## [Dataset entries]
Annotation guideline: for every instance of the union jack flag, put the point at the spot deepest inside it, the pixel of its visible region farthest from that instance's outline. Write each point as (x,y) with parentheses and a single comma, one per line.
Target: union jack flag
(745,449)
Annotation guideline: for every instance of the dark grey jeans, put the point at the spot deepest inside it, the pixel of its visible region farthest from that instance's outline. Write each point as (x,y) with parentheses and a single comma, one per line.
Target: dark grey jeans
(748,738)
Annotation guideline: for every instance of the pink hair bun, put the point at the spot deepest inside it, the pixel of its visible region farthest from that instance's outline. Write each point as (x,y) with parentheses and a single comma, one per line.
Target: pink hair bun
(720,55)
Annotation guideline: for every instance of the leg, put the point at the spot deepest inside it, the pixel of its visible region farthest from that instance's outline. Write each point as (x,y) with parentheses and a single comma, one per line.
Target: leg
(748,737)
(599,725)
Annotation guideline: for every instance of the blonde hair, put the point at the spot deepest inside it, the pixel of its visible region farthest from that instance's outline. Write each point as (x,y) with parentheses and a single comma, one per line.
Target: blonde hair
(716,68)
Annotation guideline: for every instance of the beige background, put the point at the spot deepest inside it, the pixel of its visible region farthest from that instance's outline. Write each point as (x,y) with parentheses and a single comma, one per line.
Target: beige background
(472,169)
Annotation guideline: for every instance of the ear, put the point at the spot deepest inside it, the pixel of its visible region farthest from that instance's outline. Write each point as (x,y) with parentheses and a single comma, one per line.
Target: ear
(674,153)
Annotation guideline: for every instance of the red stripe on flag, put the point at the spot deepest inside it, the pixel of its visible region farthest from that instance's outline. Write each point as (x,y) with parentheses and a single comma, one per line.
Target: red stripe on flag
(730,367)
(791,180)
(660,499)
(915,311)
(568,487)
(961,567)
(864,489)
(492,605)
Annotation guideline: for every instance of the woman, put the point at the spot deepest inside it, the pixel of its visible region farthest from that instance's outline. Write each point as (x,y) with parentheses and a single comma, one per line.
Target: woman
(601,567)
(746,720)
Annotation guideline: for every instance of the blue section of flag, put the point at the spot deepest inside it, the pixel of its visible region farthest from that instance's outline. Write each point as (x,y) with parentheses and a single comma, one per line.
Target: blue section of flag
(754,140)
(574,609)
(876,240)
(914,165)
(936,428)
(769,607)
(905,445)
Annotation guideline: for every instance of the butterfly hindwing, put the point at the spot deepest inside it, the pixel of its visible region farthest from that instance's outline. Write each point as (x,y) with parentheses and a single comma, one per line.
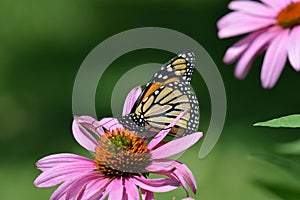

## [Task statement]
List every line above that contains the word "background".

## [Right answer]
Annotation guideline: for every instance of the beige background, put the point at the spot deepest inside it, the pixel of its visible region farthest from that instance's outline. Write each point as (x,y) with parentheses and a single comma, one per line.
Target: beige background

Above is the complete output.